▸ EXTRACTED RECORDS:

____________________

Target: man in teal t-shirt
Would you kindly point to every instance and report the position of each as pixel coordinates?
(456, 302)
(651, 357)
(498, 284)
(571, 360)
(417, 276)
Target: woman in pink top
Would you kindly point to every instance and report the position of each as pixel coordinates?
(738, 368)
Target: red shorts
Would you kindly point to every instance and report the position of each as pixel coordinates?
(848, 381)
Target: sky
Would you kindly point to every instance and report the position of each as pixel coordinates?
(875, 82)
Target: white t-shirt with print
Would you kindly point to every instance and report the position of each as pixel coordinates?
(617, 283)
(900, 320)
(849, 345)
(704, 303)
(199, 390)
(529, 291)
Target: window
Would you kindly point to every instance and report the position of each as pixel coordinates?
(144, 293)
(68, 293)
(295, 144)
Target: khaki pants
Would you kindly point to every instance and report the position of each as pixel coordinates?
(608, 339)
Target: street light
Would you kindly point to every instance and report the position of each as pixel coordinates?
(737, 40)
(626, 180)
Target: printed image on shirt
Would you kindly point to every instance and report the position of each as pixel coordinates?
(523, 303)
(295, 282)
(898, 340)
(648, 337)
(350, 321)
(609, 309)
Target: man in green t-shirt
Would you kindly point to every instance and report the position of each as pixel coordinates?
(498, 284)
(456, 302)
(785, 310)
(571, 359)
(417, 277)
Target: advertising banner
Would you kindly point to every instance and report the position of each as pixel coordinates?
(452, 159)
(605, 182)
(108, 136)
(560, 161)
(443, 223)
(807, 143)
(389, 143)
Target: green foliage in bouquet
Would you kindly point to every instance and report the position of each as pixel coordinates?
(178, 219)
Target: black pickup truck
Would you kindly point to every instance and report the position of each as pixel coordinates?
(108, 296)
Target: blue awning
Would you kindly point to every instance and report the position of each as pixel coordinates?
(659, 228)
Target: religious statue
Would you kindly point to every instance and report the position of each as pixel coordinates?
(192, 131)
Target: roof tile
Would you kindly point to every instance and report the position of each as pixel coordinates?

____________________

▸ THE REQUEST:
Which lines run from the one containing "Target: green foliage in bouquet" to the end of the entries above? Quote exactly those, and only those.

▸ THE REPLY:
Target: green foliage in bouquet
Would you kindly point to every instance and report the position of each as pixel coordinates?
(178, 219)
Target: black pickup truck
Would you kindly point to every instance and report the position of each as pixel coordinates?
(108, 296)
Target: blue awning
Would you kindly point to every instance and report the position of each as pixel coordinates?
(659, 228)
Target: religious statue
Would you kindly point to every instance and report the position of each as pixel coordinates?
(192, 131)
Target: roof tile
Would you kindly point to every instance and report the position of each as pixel coordinates?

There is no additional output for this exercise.